Please write out the listing beneath this sentence exactly, from its first line to the line with "box: [277, 309, 289, 322]", and stop there.
>>>>
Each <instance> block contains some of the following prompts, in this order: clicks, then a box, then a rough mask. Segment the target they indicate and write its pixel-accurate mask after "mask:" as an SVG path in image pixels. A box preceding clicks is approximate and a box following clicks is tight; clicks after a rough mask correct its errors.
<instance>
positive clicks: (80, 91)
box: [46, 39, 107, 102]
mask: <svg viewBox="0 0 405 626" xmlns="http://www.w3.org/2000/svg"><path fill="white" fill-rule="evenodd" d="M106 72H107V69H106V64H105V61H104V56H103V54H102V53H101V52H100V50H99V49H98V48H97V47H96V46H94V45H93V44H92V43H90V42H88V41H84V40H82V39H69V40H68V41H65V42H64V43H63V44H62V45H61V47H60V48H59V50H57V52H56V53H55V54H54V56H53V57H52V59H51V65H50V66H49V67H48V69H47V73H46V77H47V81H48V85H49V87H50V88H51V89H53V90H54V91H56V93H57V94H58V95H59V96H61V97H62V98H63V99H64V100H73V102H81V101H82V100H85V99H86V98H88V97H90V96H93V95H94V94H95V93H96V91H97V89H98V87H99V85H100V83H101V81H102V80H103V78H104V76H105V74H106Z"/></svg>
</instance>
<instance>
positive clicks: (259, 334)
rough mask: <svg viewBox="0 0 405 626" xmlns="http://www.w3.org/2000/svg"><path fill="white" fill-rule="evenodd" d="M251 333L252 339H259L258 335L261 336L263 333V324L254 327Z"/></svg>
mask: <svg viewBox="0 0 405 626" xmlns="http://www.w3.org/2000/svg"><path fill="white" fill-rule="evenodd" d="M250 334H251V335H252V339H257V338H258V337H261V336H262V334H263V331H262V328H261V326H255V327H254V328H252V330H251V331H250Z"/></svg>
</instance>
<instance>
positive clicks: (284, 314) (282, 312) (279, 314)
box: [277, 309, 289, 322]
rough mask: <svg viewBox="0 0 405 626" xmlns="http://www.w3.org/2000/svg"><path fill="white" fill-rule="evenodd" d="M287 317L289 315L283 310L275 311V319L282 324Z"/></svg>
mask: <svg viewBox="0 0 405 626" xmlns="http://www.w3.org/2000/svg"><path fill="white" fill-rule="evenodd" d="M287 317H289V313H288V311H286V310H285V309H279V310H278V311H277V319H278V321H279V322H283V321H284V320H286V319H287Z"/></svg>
<<<<
**Response area**.
Each <instance> block contains some of the following prompts, in this order: clicks, then a box, then a rough mask. Segment the target they indicate and write its pixel-accurate mask after "mask:" as an SVG path in image pixels. A box preceding clicks is approximate and a box following clicks is tight; clicks after a rough mask correct its errors.
<instance>
positive clicks: (80, 91)
box: [46, 39, 107, 102]
mask: <svg viewBox="0 0 405 626" xmlns="http://www.w3.org/2000/svg"><path fill="white" fill-rule="evenodd" d="M106 72H107V69H106V64H105V61H104V56H103V54H102V53H101V52H100V50H99V49H98V48H97V47H96V46H94V45H93V44H92V43H90V42H88V41H84V40H82V39H69V40H68V41H65V42H64V43H63V44H62V45H61V47H60V48H59V50H57V52H56V53H55V54H54V56H53V57H52V59H51V65H50V66H49V67H48V69H47V73H46V77H47V81H48V85H49V87H50V88H51V89H53V90H54V91H56V93H57V94H58V95H59V96H61V97H62V98H63V99H64V100H73V102H81V101H82V100H85V99H86V98H88V97H90V96H93V95H94V94H95V93H96V91H97V89H98V87H99V85H100V83H101V81H102V80H103V78H104V76H105V74H106Z"/></svg>
</instance>
<instance>
positive clicks: (259, 334)
rough mask: <svg viewBox="0 0 405 626" xmlns="http://www.w3.org/2000/svg"><path fill="white" fill-rule="evenodd" d="M251 333L252 339H259L258 335L261 336L263 333V324L254 327Z"/></svg>
mask: <svg viewBox="0 0 405 626" xmlns="http://www.w3.org/2000/svg"><path fill="white" fill-rule="evenodd" d="M250 334H251V335H252V339H257V338H258V337H261V336H262V334H263V331H262V328H261V326H255V327H254V328H252V330H251V331H250Z"/></svg>
</instance>
<instance>
positive clicks: (284, 314) (282, 312) (279, 314)
box: [277, 309, 289, 322]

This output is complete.